(Stored data entries)
•••••

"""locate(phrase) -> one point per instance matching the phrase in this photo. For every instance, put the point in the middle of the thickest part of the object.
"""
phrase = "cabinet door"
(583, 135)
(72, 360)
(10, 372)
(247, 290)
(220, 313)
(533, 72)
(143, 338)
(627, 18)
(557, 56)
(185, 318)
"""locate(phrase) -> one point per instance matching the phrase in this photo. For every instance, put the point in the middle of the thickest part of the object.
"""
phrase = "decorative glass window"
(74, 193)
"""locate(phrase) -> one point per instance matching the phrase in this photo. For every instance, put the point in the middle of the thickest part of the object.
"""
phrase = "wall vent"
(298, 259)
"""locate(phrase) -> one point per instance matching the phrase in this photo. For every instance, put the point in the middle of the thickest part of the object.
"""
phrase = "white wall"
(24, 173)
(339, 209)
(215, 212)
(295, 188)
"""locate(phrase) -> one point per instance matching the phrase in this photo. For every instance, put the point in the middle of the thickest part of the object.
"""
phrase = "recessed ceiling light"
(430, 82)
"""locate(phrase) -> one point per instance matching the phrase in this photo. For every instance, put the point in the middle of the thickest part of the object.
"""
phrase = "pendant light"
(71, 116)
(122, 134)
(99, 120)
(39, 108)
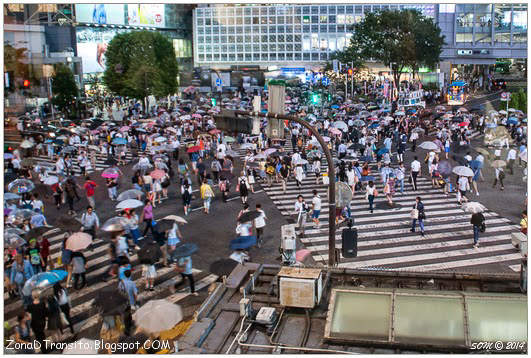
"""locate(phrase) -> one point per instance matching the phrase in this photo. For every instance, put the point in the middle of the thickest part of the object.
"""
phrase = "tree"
(64, 87)
(399, 39)
(139, 64)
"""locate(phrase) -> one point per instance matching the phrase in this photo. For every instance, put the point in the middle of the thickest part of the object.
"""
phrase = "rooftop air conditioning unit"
(300, 287)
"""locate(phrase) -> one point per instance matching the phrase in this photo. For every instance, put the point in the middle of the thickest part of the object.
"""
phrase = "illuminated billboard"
(101, 14)
(146, 15)
(92, 44)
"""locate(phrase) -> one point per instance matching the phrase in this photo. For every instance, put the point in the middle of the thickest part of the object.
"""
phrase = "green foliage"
(399, 39)
(64, 87)
(139, 64)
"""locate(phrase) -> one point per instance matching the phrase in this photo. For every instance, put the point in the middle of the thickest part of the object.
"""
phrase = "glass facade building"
(265, 35)
(278, 33)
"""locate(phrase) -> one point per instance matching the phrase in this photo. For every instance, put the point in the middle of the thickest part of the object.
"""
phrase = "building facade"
(302, 37)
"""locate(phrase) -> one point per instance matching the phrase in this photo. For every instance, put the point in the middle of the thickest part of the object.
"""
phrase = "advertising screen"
(101, 14)
(146, 15)
(91, 46)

•••••

# [HOW TO COMPLETE THIS TASK]
The records above, minus their pictures, are to be returned verbatim.

# [SOLUTION TO THIS PROBLEM]
"""locate(phrase) -> one point per instance matching the phrase in this photo. For every instance, put the point in the middle of the thickest part of the object.
"""
phrase = "cabinet door"
(583, 135)
(72, 360)
(10, 372)
(247, 290)
(220, 313)
(533, 72)
(143, 338)
(627, 18)
(557, 56)
(185, 318)
"""locate(phrase) -> one point per instance matching the phrase in this photo. For every instance, put the point in the middle of the thickest part of the object.
"""
phrase = "decorative glass window"
(74, 193)
"""locate(phrase) -> one point per instance matching the phrase in this photo. For every instance, put the point in the middle of the thickest part of the object.
"""
phrase = "wall vent"
(298, 259)
"""locate(phrase) -> one point per instance matching the phrase in this photo. For every instance, put the point in the middle of the thickest part of the object.
"""
phrase = "white wall"
(24, 173)
(339, 209)
(215, 212)
(295, 188)
"""locate(phrase) -> one point per instance matching the phrase in this photo. For every instance, put the point in the middle of the thickest part of the object.
"""
phrase = "recessed ceiling light"
(430, 82)
"""locate(phrase) -> one point per instance matching the phrase in this photo. For every instance, put the point in the middle of the thickest part of the object.
"""
phrase = "pendant light"
(71, 116)
(122, 134)
(99, 120)
(39, 108)
"""locate(phrase) -> one point per instance matching the phrase in this photo. For every instance, put the point in the middle of the thickest part of the object.
"""
phrase = "tree"
(64, 87)
(399, 39)
(139, 64)
"""locate(phrase) -> one point per instance matching the phrase in this photo. For every instance, put the point in the middle of the thickest part of the object.
"""
phrase = "rooftop air conditioning unit"
(300, 287)
"""locate(phrase) -> one point per instance matching the phrase in this photo. For every instance, put the point in the middle of the thickest part of the object.
"""
phrase = "illuminated billboard"
(101, 14)
(146, 15)
(92, 44)
"""locate(phrase) -> one point per instance matching the phrase in this photo. For every instance, put the point in the middle of the thickest part of the object.
"""
phrase = "green foliage"
(399, 39)
(64, 87)
(139, 64)
"""locate(phrase) -> one point per instance matching the phrase in this photo. For every instance, put the point in the middle of the thickest part of the object.
"""
phrase = "glass facade building"
(265, 35)
(278, 33)
"""locate(phrase) -> one point per instance matching the phrase in this photo. For every instance, put the point in the middle of the thickest part of the object.
"""
phrase = "building facade"
(302, 37)
"""locate(phrase) -> one point per instance matching the phrase in this photo. For every instance, put the point in the middle of the thickest part of the object.
"""
phrase = "advertising screen"
(101, 14)
(146, 15)
(91, 46)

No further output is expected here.